How to complete this task:
Copy out again, unchanged, the listing below from the line that has "Category: white baseboard" through the line that has "Category: foliage through window".
(Dataset entries begins)
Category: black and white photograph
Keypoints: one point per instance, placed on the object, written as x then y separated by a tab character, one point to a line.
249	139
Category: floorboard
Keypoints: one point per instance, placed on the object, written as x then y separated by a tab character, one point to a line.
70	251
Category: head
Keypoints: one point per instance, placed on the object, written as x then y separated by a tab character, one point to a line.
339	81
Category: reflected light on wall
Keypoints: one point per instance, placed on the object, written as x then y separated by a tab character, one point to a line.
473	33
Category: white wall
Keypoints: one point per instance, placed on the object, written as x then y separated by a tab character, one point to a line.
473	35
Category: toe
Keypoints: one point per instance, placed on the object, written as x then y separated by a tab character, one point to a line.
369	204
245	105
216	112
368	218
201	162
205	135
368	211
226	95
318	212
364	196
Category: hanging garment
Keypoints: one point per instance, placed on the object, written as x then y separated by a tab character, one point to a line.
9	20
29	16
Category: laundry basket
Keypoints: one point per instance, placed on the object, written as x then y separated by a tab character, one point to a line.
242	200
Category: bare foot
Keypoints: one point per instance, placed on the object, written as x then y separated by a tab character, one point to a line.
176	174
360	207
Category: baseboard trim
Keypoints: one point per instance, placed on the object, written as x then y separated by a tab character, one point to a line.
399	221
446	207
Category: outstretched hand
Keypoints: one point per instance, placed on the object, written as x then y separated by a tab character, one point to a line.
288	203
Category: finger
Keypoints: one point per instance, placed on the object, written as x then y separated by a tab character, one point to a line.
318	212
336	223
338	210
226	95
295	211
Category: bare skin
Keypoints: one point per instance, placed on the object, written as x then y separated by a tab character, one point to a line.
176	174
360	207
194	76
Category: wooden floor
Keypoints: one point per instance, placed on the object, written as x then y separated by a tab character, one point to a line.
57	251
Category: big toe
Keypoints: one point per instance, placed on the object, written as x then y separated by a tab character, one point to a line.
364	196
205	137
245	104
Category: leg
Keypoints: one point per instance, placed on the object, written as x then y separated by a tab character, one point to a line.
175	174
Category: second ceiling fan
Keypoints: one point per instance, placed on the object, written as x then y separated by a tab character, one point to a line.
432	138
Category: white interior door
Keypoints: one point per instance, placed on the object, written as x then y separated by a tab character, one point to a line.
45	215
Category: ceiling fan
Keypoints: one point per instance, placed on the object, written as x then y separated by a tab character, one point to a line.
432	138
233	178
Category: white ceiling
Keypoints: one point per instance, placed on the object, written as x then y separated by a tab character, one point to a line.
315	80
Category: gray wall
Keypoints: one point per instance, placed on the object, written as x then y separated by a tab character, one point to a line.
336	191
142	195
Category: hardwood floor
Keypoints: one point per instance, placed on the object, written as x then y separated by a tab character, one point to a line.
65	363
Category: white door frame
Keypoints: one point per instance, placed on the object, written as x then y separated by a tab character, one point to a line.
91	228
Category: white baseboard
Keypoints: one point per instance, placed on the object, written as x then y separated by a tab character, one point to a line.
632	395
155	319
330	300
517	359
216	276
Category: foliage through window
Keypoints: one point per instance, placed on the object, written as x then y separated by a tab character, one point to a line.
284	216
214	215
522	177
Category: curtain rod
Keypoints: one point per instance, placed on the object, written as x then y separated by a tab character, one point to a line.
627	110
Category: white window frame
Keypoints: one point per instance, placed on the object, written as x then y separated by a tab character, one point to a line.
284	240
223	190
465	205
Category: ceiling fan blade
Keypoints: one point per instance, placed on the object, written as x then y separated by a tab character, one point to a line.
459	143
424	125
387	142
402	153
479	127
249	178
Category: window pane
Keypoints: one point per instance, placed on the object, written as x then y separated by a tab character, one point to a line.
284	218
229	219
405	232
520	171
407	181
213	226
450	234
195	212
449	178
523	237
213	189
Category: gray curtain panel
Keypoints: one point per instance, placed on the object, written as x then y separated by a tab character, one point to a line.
(Dataset entries ends)
Reply:
Category: white baseboard
Keypoints: one point per instance, placed on the object, written as x then y separated by a tab character, one point to a line.
632	395
155	319
330	300
517	359
216	276
Category: foliage through window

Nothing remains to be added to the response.